For the records below, output word for word the lines from the one with "sample | [409, 436]" up to and including the one with "sample | [116, 302]". No pictures.

### Information
+===+

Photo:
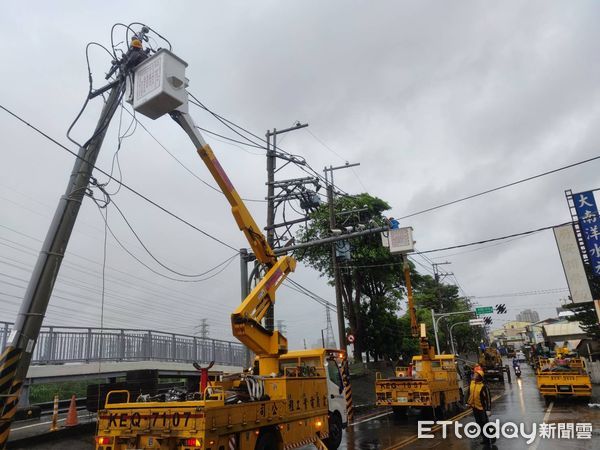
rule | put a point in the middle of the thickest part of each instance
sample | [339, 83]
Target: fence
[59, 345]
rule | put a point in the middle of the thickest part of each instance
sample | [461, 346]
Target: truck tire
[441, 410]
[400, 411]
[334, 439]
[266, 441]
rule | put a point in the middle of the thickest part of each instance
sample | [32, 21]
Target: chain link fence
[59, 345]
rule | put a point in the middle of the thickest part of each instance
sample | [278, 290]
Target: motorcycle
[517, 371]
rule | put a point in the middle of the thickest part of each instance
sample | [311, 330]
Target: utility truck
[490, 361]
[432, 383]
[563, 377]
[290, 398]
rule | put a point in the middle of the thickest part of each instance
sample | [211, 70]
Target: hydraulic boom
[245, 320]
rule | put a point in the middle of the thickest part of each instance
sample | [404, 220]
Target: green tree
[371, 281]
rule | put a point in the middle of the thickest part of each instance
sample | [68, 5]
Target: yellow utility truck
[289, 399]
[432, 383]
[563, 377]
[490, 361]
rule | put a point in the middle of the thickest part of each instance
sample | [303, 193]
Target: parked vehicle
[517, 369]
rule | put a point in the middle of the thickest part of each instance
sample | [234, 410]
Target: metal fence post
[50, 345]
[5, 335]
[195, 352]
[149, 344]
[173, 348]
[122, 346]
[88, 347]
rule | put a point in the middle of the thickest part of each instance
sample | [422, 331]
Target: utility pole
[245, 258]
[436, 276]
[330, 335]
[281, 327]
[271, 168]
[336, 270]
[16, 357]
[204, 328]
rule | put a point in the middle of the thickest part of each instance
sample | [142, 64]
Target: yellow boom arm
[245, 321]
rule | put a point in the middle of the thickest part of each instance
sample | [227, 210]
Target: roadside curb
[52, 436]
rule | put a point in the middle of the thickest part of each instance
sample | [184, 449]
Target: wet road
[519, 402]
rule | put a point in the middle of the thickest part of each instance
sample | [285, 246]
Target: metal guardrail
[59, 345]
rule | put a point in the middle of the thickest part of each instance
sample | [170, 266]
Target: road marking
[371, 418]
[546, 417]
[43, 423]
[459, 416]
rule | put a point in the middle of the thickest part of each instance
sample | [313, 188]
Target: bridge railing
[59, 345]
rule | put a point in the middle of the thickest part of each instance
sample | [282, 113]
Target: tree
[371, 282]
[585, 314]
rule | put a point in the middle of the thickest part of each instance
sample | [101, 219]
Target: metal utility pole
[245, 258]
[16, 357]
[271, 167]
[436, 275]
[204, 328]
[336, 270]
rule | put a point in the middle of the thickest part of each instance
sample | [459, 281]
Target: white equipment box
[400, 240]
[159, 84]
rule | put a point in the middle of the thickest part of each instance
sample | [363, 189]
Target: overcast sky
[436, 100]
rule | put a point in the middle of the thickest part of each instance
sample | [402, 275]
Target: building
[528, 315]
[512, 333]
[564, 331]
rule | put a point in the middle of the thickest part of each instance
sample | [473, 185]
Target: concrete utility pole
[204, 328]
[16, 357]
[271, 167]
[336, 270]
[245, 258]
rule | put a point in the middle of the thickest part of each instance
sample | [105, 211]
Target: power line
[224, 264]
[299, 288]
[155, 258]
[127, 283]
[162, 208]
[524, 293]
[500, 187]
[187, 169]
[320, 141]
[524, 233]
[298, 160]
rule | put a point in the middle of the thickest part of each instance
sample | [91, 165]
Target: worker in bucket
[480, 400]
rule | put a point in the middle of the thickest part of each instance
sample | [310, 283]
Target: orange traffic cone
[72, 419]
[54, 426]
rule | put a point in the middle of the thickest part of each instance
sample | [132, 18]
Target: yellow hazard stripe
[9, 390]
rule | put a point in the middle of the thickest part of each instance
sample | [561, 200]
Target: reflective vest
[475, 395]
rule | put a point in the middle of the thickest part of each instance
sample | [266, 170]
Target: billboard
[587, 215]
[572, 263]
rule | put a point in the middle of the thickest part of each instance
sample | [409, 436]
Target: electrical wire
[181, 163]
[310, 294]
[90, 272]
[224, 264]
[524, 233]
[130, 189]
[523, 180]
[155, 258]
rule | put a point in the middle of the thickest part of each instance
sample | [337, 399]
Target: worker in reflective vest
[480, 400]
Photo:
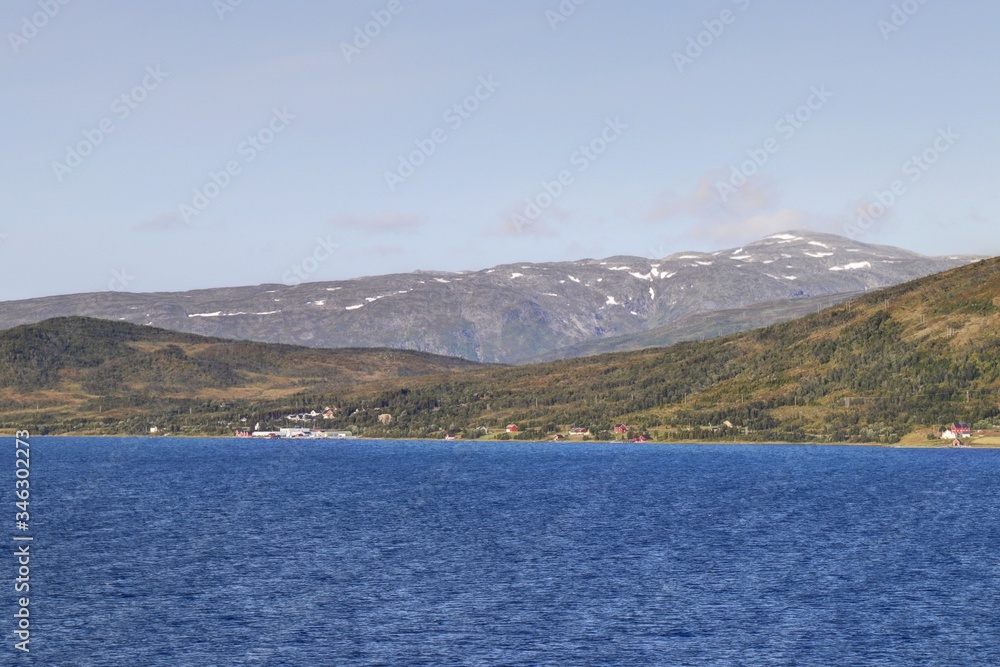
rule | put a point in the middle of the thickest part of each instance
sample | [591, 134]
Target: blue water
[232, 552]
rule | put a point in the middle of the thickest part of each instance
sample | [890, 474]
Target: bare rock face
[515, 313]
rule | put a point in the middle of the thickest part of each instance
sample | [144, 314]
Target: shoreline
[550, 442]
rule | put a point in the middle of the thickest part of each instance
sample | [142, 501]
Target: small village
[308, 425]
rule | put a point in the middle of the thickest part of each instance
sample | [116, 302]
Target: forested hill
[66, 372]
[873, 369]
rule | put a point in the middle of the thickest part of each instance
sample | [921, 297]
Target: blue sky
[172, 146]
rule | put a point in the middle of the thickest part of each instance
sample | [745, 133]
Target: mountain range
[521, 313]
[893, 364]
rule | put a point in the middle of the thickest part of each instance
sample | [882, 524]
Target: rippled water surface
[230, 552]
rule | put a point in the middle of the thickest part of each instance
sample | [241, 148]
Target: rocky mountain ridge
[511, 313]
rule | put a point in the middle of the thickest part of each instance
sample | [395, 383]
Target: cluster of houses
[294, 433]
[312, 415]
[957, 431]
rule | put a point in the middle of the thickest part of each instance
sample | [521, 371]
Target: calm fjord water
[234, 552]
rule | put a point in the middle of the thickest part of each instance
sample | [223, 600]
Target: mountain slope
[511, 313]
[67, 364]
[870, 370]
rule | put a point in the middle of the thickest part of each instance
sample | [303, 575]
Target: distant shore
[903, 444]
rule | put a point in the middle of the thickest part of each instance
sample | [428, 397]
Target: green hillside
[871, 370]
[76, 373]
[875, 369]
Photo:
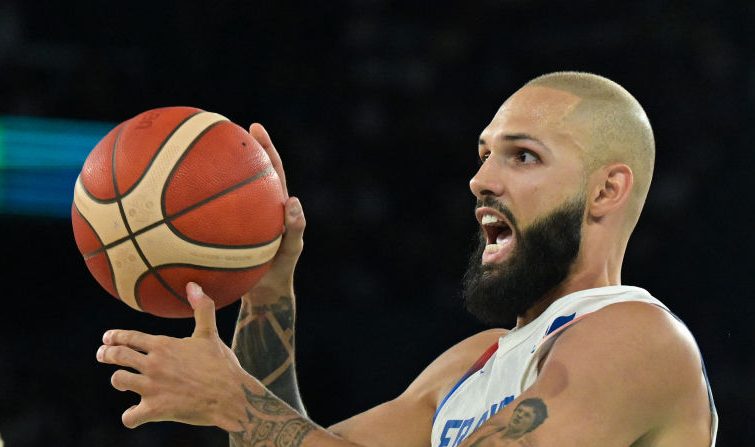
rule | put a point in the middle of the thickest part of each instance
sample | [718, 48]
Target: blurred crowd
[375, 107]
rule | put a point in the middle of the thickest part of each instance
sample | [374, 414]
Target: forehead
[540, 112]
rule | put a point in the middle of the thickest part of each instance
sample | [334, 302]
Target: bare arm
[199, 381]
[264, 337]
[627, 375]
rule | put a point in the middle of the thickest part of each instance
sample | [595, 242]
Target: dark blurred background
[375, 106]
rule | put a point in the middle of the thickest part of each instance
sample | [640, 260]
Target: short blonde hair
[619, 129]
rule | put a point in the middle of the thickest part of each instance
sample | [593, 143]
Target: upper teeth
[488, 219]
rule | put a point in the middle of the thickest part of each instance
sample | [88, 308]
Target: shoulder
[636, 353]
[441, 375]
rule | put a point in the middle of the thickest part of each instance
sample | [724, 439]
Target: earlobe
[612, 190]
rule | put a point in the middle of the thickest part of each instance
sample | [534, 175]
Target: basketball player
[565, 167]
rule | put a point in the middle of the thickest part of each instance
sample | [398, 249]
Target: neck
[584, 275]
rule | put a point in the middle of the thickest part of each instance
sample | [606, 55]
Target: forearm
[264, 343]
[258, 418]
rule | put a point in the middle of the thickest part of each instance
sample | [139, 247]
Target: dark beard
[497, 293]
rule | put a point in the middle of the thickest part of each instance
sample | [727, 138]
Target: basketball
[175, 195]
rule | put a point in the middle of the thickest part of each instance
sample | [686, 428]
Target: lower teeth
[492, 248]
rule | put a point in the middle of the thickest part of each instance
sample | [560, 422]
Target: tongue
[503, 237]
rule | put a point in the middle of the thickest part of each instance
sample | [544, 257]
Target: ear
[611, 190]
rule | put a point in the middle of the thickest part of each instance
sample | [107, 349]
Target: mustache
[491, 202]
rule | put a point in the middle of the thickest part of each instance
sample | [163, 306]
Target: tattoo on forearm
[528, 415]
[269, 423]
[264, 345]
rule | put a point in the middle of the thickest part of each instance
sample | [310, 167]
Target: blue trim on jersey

+===+

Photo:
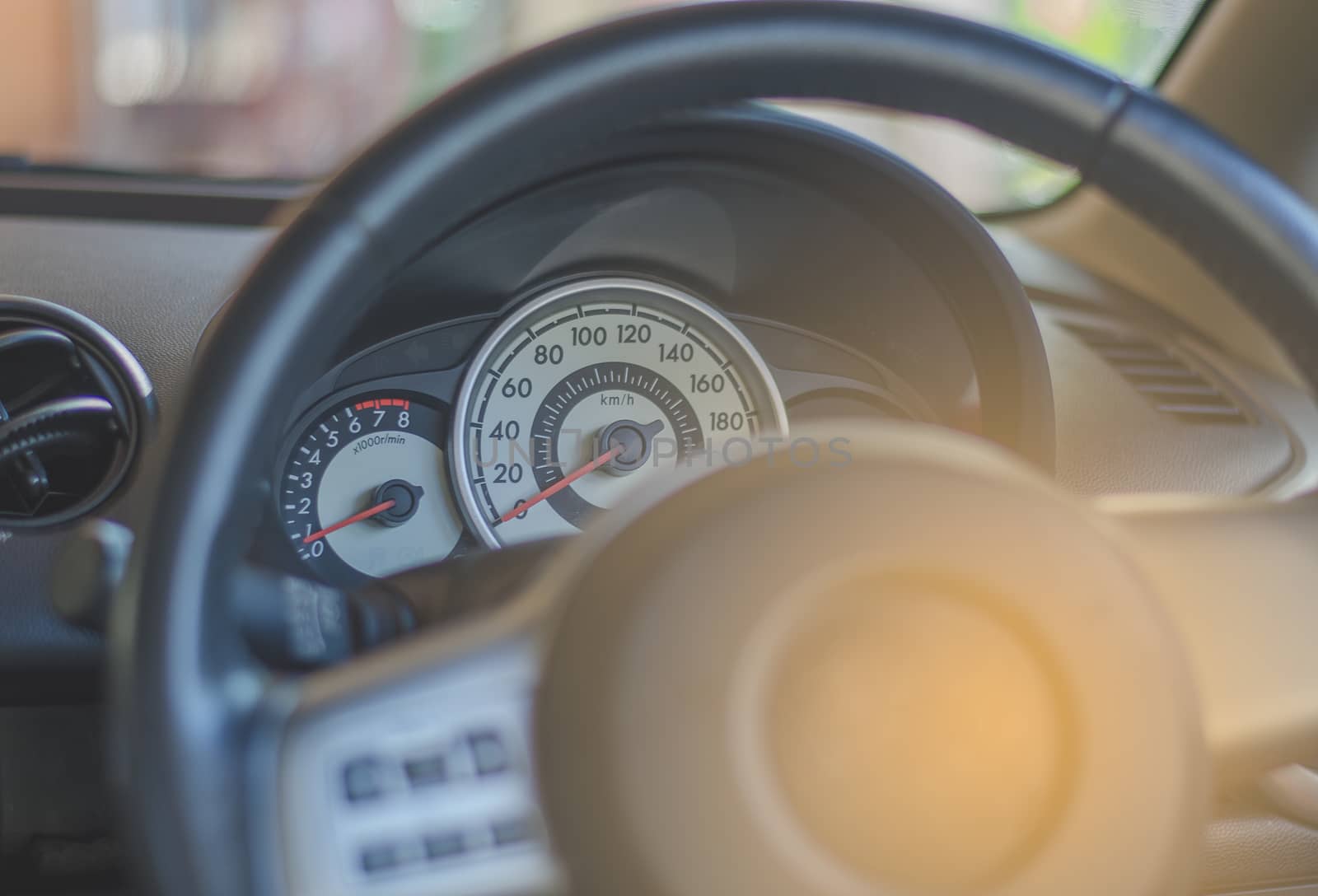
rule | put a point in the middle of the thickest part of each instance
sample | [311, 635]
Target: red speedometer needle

+===+

### Finished exercise
sample | [409, 436]
Target: electrical wire
[181, 163]
[310, 294]
[90, 272]
[224, 264]
[524, 233]
[130, 189]
[523, 180]
[155, 258]
rule | put a point in the middle of the thickest part of each instance
sample | [337, 399]
Target: worker in reflective vest
[480, 400]
Photo:
rule | put a point in the middle of the thickest part of each instance
sample | [591, 134]
Target: blue water
[232, 552]
rule | put a point in the middle of the thickest part of each instance
sample | [890, 474]
Target: bare rock face
[515, 313]
rule | put a point in the middle of the thickest part of each instance
sample | [144, 314]
Target: shoreline
[550, 442]
rule | put a point in the middle of the thickest part of each instance
sample | [142, 501]
Target: small village
[308, 425]
rule | put a point in the middle of the thickest part of each instance
sample | [116, 302]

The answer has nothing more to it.